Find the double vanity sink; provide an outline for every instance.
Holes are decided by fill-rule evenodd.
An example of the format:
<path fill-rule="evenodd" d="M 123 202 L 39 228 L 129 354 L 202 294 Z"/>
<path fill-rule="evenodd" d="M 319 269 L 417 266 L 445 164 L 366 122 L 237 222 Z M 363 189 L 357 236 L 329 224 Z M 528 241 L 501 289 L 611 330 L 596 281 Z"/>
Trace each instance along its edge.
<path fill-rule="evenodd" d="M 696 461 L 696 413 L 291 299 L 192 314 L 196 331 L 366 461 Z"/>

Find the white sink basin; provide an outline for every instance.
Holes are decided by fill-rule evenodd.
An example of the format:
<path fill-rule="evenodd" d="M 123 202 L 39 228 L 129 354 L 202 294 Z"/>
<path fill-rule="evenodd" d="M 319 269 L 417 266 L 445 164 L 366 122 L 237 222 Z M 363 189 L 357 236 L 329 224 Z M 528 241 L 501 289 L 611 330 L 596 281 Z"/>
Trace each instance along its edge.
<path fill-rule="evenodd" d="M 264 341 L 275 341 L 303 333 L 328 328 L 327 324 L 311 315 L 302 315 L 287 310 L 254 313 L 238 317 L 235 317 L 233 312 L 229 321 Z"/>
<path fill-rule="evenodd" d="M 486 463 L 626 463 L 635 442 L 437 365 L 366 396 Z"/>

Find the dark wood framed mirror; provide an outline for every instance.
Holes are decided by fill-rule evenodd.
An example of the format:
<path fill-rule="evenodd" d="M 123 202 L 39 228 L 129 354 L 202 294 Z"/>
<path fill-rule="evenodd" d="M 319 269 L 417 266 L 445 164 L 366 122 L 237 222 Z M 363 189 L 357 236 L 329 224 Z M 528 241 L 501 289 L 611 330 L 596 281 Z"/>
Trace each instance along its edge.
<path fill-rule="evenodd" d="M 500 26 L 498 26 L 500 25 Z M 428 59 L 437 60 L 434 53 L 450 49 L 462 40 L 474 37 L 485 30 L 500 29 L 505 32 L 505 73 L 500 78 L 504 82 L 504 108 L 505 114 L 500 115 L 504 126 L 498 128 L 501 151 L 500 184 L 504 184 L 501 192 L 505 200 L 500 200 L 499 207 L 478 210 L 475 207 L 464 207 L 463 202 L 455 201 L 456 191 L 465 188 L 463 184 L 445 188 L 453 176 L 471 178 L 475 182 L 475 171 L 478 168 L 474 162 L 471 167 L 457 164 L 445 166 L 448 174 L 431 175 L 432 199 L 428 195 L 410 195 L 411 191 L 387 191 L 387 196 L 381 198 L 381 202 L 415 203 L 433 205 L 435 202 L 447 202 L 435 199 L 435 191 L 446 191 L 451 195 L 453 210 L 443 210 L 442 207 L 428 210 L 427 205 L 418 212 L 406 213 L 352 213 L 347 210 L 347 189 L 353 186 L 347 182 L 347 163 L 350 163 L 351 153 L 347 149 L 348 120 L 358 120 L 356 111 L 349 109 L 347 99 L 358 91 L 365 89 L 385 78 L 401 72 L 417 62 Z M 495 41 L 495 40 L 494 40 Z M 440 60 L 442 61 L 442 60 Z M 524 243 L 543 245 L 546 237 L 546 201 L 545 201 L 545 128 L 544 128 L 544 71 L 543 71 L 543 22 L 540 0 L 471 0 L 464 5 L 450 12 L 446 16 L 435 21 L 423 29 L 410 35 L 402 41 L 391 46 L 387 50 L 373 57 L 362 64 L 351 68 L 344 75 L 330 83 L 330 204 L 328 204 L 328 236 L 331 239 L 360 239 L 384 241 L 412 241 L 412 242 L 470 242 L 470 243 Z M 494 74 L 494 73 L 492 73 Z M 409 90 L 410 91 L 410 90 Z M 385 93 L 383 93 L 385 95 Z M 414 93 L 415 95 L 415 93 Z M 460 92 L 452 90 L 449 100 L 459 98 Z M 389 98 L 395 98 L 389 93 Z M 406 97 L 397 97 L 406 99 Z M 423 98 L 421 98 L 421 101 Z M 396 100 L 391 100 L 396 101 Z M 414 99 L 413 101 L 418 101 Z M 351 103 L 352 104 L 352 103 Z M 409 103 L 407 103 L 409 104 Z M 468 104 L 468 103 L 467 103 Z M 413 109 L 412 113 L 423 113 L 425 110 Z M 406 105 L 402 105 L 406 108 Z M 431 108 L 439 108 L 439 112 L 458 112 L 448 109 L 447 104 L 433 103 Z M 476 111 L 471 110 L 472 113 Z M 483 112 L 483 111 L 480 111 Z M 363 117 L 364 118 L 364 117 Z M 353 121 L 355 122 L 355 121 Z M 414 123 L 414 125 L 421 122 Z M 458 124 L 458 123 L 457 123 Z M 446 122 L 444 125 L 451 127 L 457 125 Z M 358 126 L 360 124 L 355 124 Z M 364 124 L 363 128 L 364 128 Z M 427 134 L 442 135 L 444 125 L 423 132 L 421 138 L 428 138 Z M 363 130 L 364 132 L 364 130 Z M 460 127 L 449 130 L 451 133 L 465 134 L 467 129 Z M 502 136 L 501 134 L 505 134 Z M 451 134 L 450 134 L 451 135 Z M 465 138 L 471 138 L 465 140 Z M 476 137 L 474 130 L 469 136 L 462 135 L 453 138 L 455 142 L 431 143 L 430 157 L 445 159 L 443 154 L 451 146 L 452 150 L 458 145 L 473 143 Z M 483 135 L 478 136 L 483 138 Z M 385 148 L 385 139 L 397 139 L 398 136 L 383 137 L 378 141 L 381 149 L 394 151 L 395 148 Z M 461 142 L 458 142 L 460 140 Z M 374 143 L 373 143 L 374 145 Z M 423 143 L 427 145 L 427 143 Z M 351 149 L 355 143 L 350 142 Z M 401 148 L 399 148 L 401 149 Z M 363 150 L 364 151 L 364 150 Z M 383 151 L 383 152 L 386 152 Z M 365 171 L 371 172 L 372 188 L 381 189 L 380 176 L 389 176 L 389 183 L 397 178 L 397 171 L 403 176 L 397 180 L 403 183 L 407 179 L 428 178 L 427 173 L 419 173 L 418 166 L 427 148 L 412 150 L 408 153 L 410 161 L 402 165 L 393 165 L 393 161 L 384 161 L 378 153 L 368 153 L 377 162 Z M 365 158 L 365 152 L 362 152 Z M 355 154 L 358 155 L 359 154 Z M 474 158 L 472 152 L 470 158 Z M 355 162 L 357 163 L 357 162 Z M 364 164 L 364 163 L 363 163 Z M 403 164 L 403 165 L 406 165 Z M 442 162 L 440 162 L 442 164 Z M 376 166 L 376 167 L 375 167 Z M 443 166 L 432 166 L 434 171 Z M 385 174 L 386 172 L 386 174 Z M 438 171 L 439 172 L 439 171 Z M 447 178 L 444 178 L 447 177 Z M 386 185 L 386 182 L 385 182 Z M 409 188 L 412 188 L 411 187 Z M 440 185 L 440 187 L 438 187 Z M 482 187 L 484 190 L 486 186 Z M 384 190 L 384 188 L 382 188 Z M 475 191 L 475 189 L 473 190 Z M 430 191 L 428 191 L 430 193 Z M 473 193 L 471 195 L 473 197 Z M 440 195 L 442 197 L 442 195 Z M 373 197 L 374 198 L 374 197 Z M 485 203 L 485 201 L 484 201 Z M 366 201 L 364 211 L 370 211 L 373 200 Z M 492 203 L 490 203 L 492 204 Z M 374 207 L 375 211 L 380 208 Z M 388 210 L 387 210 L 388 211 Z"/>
.....
Output all of the data above without any alteration.

Reply to the task –
Find the double vanity sink; provide an outline for every instance.
Holes are decided by fill-rule evenodd.
An example of the format:
<path fill-rule="evenodd" d="M 123 202 L 39 228 L 129 354 L 202 294 Z"/>
<path fill-rule="evenodd" d="M 319 269 L 417 266 L 445 164 L 366 122 L 237 222 Z M 363 189 L 357 236 L 329 224 Z M 528 241 L 501 289 L 611 330 L 596 281 Z"/>
Trace each instance along its edge.
<path fill-rule="evenodd" d="M 696 461 L 696 413 L 291 299 L 192 314 L 196 331 L 366 461 Z"/>

Find the white sink basin; provide an outline for every instance.
Holes are decided by fill-rule evenodd.
An example of the format:
<path fill-rule="evenodd" d="M 123 202 L 39 228 L 129 354 L 202 294 Z"/>
<path fill-rule="evenodd" d="M 319 269 L 417 266 L 445 164 L 366 122 L 237 222 Z M 363 189 L 357 236 L 329 224 Z M 528 241 L 501 289 L 611 330 L 596 281 Z"/>
Trace each instance along its edge.
<path fill-rule="evenodd" d="M 264 341 L 275 341 L 303 333 L 328 328 L 327 324 L 311 315 L 302 315 L 287 310 L 254 313 L 238 317 L 235 317 L 233 312 L 229 321 Z"/>
<path fill-rule="evenodd" d="M 486 463 L 626 463 L 635 442 L 437 365 L 366 396 Z"/>

Find the dark wood framed mirror; provide an outline for every instance.
Holes are decided by fill-rule evenodd.
An example of the format:
<path fill-rule="evenodd" d="M 123 202 L 39 228 L 129 354 L 202 294 Z"/>
<path fill-rule="evenodd" d="M 319 269 L 417 266 L 445 164 L 366 122 L 237 222 Z M 363 189 L 357 236 L 329 224 Z M 528 241 L 501 289 L 611 330 L 596 281 Z"/>
Trace each instance along its edge.
<path fill-rule="evenodd" d="M 500 26 L 498 26 L 500 25 Z M 428 59 L 437 60 L 434 53 L 450 49 L 462 40 L 474 37 L 485 30 L 500 29 L 505 32 L 505 73 L 500 78 L 504 82 L 504 108 L 505 114 L 500 115 L 504 126 L 498 128 L 501 151 L 500 184 L 504 184 L 501 192 L 505 200 L 500 200 L 499 207 L 478 210 L 475 207 L 464 207 L 463 202 L 455 201 L 456 191 L 465 188 L 463 184 L 445 188 L 453 176 L 471 178 L 475 182 L 475 171 L 478 168 L 474 162 L 471 167 L 457 164 L 445 166 L 448 174 L 431 175 L 432 199 L 428 195 L 410 195 L 411 191 L 387 191 L 387 196 L 381 198 L 381 202 L 415 203 L 433 205 L 435 202 L 447 202 L 435 199 L 435 191 L 446 191 L 451 195 L 453 210 L 443 210 L 442 207 L 428 210 L 427 205 L 418 212 L 406 213 L 352 213 L 347 210 L 347 189 L 353 186 L 347 182 L 347 163 L 350 163 L 351 153 L 347 149 L 348 120 L 358 120 L 356 111 L 349 109 L 347 99 L 358 91 L 365 89 L 385 78 L 401 72 L 417 62 Z M 495 41 L 495 40 L 494 40 Z M 440 60 L 442 61 L 442 60 Z M 524 243 L 543 245 L 546 237 L 546 201 L 545 201 L 545 128 L 544 128 L 544 71 L 543 71 L 543 22 L 540 0 L 471 0 L 464 5 L 450 12 L 446 16 L 435 21 L 423 29 L 410 35 L 402 41 L 391 46 L 387 50 L 373 57 L 362 64 L 351 68 L 344 75 L 330 83 L 330 204 L 328 204 L 328 236 L 331 239 L 360 239 L 384 241 L 412 241 L 412 242 L 470 242 L 470 243 Z M 494 74 L 494 73 L 492 73 Z M 409 90 L 410 91 L 410 90 Z M 385 93 L 383 93 L 385 95 Z M 414 93 L 415 95 L 415 93 Z M 460 92 L 452 90 L 449 100 L 459 98 Z M 389 98 L 395 98 L 389 93 Z M 406 97 L 397 97 L 406 99 Z M 423 98 L 421 98 L 421 101 Z M 396 100 L 391 100 L 396 101 Z M 414 99 L 413 101 L 418 101 Z M 351 103 L 352 104 L 352 103 Z M 409 103 L 407 103 L 409 104 Z M 468 104 L 468 103 L 467 103 Z M 413 109 L 412 113 L 423 113 L 425 110 Z M 406 105 L 402 105 L 406 108 Z M 431 108 L 439 108 L 439 112 L 458 112 L 448 109 L 447 104 L 433 103 Z M 476 111 L 471 110 L 472 113 Z M 483 112 L 483 111 L 480 111 Z M 363 117 L 364 118 L 364 117 Z M 353 121 L 355 122 L 355 121 Z M 414 123 L 414 125 L 421 122 Z M 458 124 L 458 123 L 457 123 Z M 446 122 L 444 125 L 451 127 L 457 125 Z M 358 126 L 360 124 L 355 124 Z M 364 124 L 363 128 L 364 128 Z M 427 134 L 442 135 L 444 125 L 423 132 L 421 138 L 428 138 Z M 363 130 L 364 132 L 364 130 Z M 460 127 L 449 130 L 451 133 L 465 134 L 467 129 Z M 502 136 L 501 134 L 505 134 Z M 451 134 L 450 134 L 451 135 Z M 465 138 L 471 138 L 465 140 Z M 476 137 L 474 130 L 469 136 L 462 135 L 453 138 L 455 142 L 431 143 L 430 157 L 445 159 L 443 154 L 451 146 L 452 150 L 458 145 L 473 143 Z M 483 135 L 478 136 L 483 138 Z M 385 148 L 385 139 L 397 139 L 398 136 L 383 137 L 378 141 L 381 149 L 394 151 L 395 148 Z M 461 142 L 458 142 L 460 140 Z M 374 143 L 373 143 L 374 145 Z M 423 143 L 427 145 L 427 143 Z M 351 149 L 355 143 L 350 142 Z M 401 148 L 399 148 L 401 149 Z M 363 150 L 364 151 L 364 150 Z M 383 151 L 383 152 L 386 152 Z M 365 171 L 371 172 L 372 188 L 381 189 L 380 176 L 389 176 L 389 183 L 397 178 L 397 171 L 403 176 L 397 180 L 403 183 L 407 179 L 428 178 L 427 173 L 419 173 L 418 166 L 427 148 L 412 150 L 408 153 L 410 161 L 402 165 L 393 165 L 393 161 L 384 161 L 378 153 L 368 153 L 377 162 Z M 365 158 L 365 152 L 362 152 Z M 355 154 L 358 155 L 359 154 Z M 474 158 L 472 152 L 470 158 Z M 355 162 L 357 163 L 357 162 Z M 364 164 L 364 163 L 363 163 Z M 403 164 L 403 165 L 406 165 Z M 442 162 L 440 162 L 442 164 Z M 376 166 L 376 167 L 375 167 Z M 443 166 L 432 166 L 434 171 Z M 385 174 L 386 172 L 386 174 Z M 438 171 L 439 172 L 439 171 Z M 447 178 L 444 178 L 447 177 Z M 386 185 L 386 182 L 385 182 Z M 409 188 L 412 188 L 411 187 Z M 440 185 L 440 187 L 438 187 Z M 482 187 L 484 190 L 486 186 Z M 384 190 L 384 188 L 382 188 Z M 475 191 L 475 189 L 473 190 Z M 430 191 L 428 191 L 430 193 Z M 473 193 L 471 195 L 473 197 Z M 440 195 L 442 197 L 442 195 Z M 373 197 L 374 198 L 374 197 Z M 485 203 L 485 201 L 484 201 Z M 366 201 L 364 211 L 370 211 L 373 200 Z M 492 203 L 490 203 L 492 204 Z M 374 207 L 375 211 L 380 208 Z M 388 210 L 387 210 L 388 211 Z"/>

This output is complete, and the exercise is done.